**EXTRACT TO READ**
>>>>
More Junkmail from Bob!Saturday, November 15, 2003
The CIA has a covert policy called "extraordinary rendition." This is when they abduct someone in the U.S. or elsewhere and turn them over to another government for interrogation and imprisonment. The victim does not have to be guilty of anything, suspicion is good enough. Or, in some cases, just having your name on a list will do the job.
The Washington Post reported about renditions:
"A senior U.S. intelligence official discussed the case in terms of the secret rendition policy. There have been 'a lot of rendition activities' since the Sept. 11, 2001, terrorist attacks in the United States, the official said. 'We are doing a number of them, and they have been very productive.'
"Renditions are a legitimate option for dealing with suspected terrorists, intelligence officials argue. The U.S. government officially rejects the assertion that it knowingly sends suspects abroad to be tortured, but officials admit they sometimes do that. 'The temptation is to have these folks in other hands because they have different standards,' one official said. 'Someone might be able to get information we can't from detainees,' said another.
<<<<
**REQUIRED WORK**
[A] In the extraordinary rendition post, reproduce word for word the passage starting with "The Washington Post" and going on through "detainees,' said another.".
[B] According to the extraordinary rendition post, what does the CIA do with a person it abducts under this policy?
[C] Write the next part of the extraordinary rendition post, picking up after its last sentence.
The items that come after this are not needed for any work here.

**RECORDS SUPPLIED**
>>>>
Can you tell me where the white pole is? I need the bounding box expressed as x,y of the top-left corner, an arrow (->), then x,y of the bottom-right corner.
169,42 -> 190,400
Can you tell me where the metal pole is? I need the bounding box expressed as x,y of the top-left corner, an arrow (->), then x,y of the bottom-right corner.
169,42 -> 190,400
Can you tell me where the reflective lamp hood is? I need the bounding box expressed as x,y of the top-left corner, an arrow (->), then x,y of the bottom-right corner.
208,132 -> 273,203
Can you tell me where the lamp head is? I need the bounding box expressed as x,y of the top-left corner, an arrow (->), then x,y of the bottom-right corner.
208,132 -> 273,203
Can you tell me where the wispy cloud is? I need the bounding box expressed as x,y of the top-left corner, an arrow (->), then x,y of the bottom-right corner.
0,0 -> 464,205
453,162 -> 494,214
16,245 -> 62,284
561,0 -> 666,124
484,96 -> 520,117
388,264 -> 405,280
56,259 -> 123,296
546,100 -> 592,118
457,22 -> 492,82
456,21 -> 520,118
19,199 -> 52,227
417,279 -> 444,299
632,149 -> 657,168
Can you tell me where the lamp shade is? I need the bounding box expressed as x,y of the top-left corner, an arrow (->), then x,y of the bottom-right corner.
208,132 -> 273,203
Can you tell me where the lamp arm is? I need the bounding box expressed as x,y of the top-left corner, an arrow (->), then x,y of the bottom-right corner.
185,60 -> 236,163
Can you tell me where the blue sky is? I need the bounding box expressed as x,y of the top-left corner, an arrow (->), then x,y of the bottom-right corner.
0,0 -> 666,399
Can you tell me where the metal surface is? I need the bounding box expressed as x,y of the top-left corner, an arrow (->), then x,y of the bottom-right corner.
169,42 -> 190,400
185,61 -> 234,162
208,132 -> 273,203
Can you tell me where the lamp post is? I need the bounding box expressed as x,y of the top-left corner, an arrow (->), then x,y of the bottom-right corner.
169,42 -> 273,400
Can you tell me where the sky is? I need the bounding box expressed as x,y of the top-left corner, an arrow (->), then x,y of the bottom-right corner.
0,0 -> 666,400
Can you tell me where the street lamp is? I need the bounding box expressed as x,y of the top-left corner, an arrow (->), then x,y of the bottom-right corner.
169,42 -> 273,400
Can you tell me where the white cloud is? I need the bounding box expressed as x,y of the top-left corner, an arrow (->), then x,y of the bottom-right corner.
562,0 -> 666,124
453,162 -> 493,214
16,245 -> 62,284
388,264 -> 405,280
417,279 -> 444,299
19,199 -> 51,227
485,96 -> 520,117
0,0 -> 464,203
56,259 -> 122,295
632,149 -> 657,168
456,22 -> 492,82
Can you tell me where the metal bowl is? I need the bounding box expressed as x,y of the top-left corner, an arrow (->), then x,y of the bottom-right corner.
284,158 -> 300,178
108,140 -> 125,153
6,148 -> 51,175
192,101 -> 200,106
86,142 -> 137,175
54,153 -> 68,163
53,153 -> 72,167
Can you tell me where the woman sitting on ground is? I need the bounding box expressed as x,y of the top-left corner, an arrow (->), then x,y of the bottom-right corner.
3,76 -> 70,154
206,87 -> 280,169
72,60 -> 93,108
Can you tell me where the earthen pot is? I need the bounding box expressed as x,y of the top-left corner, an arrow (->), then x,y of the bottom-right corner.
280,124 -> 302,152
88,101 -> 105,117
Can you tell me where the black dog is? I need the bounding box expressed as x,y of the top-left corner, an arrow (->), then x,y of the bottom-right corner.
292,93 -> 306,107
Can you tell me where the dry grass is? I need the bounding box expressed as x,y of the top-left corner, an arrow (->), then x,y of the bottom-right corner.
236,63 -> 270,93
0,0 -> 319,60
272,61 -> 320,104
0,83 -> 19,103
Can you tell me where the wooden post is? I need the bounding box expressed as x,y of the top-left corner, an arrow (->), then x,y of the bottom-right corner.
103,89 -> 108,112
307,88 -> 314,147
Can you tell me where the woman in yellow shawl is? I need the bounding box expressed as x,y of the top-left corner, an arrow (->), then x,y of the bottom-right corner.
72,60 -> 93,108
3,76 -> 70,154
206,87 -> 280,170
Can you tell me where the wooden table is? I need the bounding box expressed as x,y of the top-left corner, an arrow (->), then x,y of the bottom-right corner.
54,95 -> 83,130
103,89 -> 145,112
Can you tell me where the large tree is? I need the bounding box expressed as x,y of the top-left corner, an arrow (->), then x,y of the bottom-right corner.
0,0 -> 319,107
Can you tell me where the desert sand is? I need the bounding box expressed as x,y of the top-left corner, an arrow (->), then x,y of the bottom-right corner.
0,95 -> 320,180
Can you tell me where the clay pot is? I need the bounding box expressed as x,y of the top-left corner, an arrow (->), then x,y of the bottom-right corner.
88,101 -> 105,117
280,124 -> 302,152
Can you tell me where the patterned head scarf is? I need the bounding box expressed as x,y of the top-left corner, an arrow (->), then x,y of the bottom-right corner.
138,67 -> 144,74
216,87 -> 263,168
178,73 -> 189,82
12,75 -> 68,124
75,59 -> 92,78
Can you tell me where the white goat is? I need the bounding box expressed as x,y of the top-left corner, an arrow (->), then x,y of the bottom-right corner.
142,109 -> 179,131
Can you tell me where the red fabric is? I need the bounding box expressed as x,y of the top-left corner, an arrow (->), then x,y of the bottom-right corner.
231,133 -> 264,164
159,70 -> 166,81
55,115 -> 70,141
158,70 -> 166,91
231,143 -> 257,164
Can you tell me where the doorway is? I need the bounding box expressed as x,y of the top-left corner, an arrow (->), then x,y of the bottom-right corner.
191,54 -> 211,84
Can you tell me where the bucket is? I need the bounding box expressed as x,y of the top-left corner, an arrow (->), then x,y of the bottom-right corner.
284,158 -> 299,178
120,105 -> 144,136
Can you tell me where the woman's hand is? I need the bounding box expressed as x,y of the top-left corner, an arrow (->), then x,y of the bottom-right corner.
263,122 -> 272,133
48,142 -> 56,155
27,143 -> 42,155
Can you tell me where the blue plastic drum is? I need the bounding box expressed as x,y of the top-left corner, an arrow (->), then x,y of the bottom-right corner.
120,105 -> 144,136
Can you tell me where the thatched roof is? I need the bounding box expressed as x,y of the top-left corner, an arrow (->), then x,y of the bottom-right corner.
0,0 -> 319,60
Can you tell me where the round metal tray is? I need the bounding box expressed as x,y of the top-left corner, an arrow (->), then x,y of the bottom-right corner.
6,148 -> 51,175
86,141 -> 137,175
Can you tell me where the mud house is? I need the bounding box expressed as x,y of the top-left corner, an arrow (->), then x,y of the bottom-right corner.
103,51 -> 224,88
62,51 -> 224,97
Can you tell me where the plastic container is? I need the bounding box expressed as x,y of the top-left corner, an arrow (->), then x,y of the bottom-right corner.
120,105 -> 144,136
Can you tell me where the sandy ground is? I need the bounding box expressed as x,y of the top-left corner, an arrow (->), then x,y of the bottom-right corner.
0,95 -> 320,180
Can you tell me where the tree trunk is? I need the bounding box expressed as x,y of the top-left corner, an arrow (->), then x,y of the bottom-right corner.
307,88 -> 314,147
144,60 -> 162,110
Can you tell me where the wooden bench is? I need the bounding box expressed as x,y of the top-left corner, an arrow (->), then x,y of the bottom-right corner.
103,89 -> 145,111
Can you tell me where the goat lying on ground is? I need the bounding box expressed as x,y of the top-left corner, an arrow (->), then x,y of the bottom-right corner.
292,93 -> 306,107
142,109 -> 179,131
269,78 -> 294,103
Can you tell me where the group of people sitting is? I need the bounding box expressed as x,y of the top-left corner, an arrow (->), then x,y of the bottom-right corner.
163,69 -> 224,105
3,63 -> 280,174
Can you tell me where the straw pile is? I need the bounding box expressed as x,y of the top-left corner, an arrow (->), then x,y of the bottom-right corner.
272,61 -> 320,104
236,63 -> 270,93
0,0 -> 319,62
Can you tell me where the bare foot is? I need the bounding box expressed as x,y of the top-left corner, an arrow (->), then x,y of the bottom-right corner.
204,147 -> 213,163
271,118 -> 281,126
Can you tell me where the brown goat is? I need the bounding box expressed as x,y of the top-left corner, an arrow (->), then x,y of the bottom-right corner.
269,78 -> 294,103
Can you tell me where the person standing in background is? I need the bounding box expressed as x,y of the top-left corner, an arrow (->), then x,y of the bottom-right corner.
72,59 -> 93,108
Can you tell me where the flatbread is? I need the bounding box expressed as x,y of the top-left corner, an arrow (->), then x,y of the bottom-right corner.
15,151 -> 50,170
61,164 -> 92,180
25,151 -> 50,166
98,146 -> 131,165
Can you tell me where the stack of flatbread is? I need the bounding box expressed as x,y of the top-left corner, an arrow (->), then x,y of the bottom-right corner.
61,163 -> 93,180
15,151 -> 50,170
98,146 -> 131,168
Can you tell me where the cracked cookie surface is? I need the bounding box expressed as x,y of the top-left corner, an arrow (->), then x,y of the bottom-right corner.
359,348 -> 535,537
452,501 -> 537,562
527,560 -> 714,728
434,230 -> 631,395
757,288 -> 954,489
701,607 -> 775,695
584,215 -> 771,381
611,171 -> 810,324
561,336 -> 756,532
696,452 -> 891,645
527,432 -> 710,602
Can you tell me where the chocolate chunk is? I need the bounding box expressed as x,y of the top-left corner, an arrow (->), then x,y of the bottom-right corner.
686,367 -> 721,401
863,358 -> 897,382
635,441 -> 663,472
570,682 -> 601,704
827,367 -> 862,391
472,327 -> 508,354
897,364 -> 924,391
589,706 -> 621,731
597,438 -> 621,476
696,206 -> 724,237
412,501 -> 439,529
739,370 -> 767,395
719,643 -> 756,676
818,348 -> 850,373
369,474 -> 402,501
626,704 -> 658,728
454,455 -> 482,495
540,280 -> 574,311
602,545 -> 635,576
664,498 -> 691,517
<<<<
**ANSWERS TO THIS EXERCISE**
[A]
The Washington Post reported about renditions:
"A senior U.S. intelligence official discussed the case in terms of the secret rendition policy. There have been 'a lot of rendition activities' since the Sept. 11, 2001, terrorist attacks in the United States, the official said. 'We are doing a number of them, and they have been very productive.'
"Renditions are a legitimate option for dealing with suspected terrorists, intelligence officials argue. The U.S. government officially rejects the assertion that it knowingly sends suspects abroad to be tortured, but officials admit they sometimes do that. 'The temptation is to have these folks in other hands because they have different standards,' one official said. 'Someone might be able to get information we can't from detainees,' said another.

[B] It turns them over to another government for interrogation and imprisonment.

[C]
"Syria, where use of torture during imprisonment has been documented by the State Department, maintains a secret but growing intelligence relationship with the CIA, according to intelligence experts.
"In the early 1990s, renditions were exclusively law enforcement operations in which suspects were snatched by covert CIA or FBI teams and brought to the United States for trial or questioning. But CIA teams, working with foreign intelligence services, now capture suspected terrorists in one country and render them to another, often after U.S. interrogators have tried to gain information from them.
"Renditions are considered a covert action. Congress, which oversees the CIA, knows of only the broad authority to carry out renditions but is not informed about individual cases, according to intelligence officials."
A guy from Canada named Maher has lived there for 15 years. He's a telecommunications engineer with a masters degree in telecommunications. He has a wife, who as a Ph.D. in math, and two young children.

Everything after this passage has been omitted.